- Fragmento del texto -
• • • • •

He sido, soy y seré, siempre, respetuoso de la diversidad de creencias. Incluso con aquellas que no coinciden con ninguna doctrina religiosa y, por consecuencia, rechazan la existencia de un Ser superior.
Creer es un asunto personalísimo, íntimo, de fe y, la fe, en el concepto más sencillo, es la confianza que tiene una persona en algo o alguien superior; y si creer es aceptar algo como verdadero, sin que sea tangible o comprobable científicamente, entonces la esperanza aparece irremediablemente.
¿Desde cuándo el hombre tiene la necesidad de creer en algo? Desde que cazaba en forma solitaria y recolectaba frutos. El miedo a un dios, llámese moralizante o mito por construcción social, generó una forma de sujetar al hombre primitivo al temor de algo que no podía ver.
Según un estudio de las universidades de Oxford, Connecticut y Keio, los dioses moralizantes aparecieron cuando las sociedades pequeñas evolucionaron junto con la inmoralidad y, ante la evidente reacción para frenar los males que aquejaban a sus comunidades, fueron persuadiendo a los habitantes de que un ser superior habría de castigar o premiar.
Diversos autores atribuyen que fue en la Dinastía II, en Egipto, cuando apareció Ra, el primer dios moralizante, Dios del Sol y a partir de ahí surgieron cientos de figuras mitológicas, creaciones divinas, esquemas religiosos y filosóficos que le han dado a la humanidad la esperanza de creer en algo o en alguien.
Pero así como el hombre se acercó a un dios, también se aleja permanentemente de él; cuando lo necesita, vuelve; cuando ha solucionado sus problemas, lo abandona y así sucesivamente.
Es la cultura de estar en paz. Acercarse a un dios, a su dios, es la forma de entregarle todos sus problemas y descansar en Él para sentirse protegido. El hombre lo hace, cuando ya no tiene control de una situación y requiere de ayuda superior. El poder de la oración, desde épocas primitivas, se considera la petición más cercana a resolver lo imposible: pedir y orar por la lluvia, porque termine la sequía, el hambre… pedir por la salud, la economía, la seguridad.
Cuando el hombre ya no pudo con sus problemas, entonces acudió a su dios -y así lo sigue haciendo-, porque prefirió ser un prisionero de la esperanza que sentarse a que llegaran las soluciones sin ayuda de nada o de nadie. ¿Y por qué me refiero a este tema hoy?
Porque en los últimos dos años, a raíz de esta pandemia que azotó al mundo entero, el poder de la oración se convirtió en la única esperanza, el único refugio, la más sincera de las peticiones; he visto mujeres, hombres, niños, adolescentes, profesionistas, amas de casa, padres de familia, hijos, hijas, aferrarse a un ser superior, a entregarle su pena, sus lágrimas y su desconsuelo.

• • • • •

- Instrucciones de tareas -
a: Copie del texto sobre la fe el pasaje que va de "Creer es un" a "esperanza aparece irremediablemente.".
b: Según el texto sobre la fe, ¿qué universidades hicieron el estudio sobre los dioses moralizantes?
Las respuestas deben basarse únicamente en el texto sobre la fe.

• • • • •

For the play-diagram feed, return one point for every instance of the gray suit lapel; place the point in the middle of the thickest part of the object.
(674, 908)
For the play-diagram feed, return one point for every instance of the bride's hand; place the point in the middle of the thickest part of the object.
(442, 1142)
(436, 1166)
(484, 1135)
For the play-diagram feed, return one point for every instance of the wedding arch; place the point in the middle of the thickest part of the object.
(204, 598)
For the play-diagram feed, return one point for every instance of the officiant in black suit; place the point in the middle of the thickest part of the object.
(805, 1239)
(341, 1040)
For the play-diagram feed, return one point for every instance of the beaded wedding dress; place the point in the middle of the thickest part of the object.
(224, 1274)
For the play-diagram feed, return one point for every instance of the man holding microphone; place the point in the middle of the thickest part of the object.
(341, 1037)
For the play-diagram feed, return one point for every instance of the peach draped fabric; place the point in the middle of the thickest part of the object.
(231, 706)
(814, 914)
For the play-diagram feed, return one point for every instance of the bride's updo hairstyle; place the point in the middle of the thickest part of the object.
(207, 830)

• • • • •

- Lista de respuestas -
a:
Creer es un asunto personalísimo, íntimo, de fe y, la fe, en el concepto más sencillo, es la confianza que tiene una persona en algo o alguien superior; y si creer es aceptar algo como verdadero, sin que sea tangible o comprobable científicamente, entonces la esperanza aparece irremediablemente.

b: Las universidades de Oxford, Connecticut y Keio.